-- Begin Recorded data --
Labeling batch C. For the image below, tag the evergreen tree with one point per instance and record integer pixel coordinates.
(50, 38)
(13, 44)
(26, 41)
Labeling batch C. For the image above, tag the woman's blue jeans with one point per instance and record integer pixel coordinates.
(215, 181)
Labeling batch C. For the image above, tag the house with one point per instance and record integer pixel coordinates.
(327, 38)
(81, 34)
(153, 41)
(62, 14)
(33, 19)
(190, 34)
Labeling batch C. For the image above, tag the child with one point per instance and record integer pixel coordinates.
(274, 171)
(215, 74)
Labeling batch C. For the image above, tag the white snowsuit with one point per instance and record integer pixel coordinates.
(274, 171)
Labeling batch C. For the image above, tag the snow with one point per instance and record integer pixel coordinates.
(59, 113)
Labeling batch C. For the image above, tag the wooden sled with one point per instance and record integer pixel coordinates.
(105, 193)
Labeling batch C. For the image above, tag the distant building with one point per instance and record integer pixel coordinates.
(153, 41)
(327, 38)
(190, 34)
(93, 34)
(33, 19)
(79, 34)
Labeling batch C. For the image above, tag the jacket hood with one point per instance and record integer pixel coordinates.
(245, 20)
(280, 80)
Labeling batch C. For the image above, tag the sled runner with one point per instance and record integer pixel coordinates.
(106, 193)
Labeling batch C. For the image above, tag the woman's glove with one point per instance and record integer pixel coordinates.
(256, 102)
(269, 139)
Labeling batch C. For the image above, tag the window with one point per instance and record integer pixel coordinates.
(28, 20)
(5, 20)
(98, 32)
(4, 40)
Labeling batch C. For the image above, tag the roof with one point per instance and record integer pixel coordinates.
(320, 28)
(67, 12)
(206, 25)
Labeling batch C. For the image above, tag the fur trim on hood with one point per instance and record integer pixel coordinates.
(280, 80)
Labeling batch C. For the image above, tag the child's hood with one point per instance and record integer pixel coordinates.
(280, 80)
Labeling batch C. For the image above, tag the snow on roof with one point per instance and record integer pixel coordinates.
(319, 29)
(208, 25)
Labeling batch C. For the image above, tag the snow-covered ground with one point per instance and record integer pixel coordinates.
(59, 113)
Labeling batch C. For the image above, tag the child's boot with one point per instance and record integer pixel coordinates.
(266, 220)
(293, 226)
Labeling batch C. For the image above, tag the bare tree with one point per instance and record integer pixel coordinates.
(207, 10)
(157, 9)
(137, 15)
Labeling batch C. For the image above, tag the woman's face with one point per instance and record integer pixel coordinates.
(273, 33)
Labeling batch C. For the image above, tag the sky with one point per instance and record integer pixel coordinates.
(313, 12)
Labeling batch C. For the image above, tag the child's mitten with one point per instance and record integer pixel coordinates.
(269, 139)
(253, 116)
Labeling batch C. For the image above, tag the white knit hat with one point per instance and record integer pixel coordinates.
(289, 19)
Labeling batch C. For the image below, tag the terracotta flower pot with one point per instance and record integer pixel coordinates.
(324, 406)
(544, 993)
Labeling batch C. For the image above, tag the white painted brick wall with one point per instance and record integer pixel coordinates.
-- End Recorded data --
*Given exercise*
Extract, exactly as they appear, the lines from the one containing "Labeling batch C. For the image above, tag the woman's glove" through the final line.

*Written solution*
Labeling batch C. For the image above, tag the woman's glove with one point per instance and record integer pixel coordinates.
(256, 102)
(269, 139)
Labeling batch C. For the image above, tag the window with one point per instance and record integer pixel coordinates.
(28, 20)
(5, 20)
(98, 32)
(4, 40)
Labeling batch C. For the image above, tag the roof with one point per instance and record integer pixel coordinates.
(320, 28)
(67, 12)
(206, 25)
Labeling batch C. For the image above, tag the fur trim on hood with one point per instance and record integer pixel coordinates.
(280, 80)
Labeling batch C. For the image above, tag the child's hood with one point per instance and record integer pixel coordinates.
(280, 80)
Labeling batch C. For the image above, tag the snow on roof with one point per instance and record integer pixel coordinates.
(319, 29)
(208, 25)
Labeling batch C. For the image above, tag the snow-covered ground with one point per instance and record integer pixel coordinates.
(59, 113)
Labeling batch C. For the image above, tag the child's boot with one point per instance and record integer pixel coordinates.
(266, 220)
(293, 226)
Labeling batch C. For the image above, tag the bare tree with one point per instance and record integer pixel coordinates.
(207, 10)
(157, 9)
(137, 15)
Labeling batch C. For the image above, tag the woman's face with one point per instance and record integer pixel coordinates.
(273, 33)
Labeling batch C. For the image above, tag the sky with one point per instance and record integer pixel coordinates.
(313, 12)
Labeling batch C. For the image above, tag the child's mitten with one point per instance and record integer pixel coordinates.
(269, 139)
(253, 116)
Labeling batch C. For the image above, tag the white knit hat with one point per instance and record integer pixel coordinates.
(289, 19)
Labeling batch C. For the image below, tag the terracotta flower pot with one point per instance and record integer pixel coordinates.
(324, 406)
(544, 993)
Labeling batch C. For the image above, tag the white painted brick wall with one point per instance and record integer pixel coordinates.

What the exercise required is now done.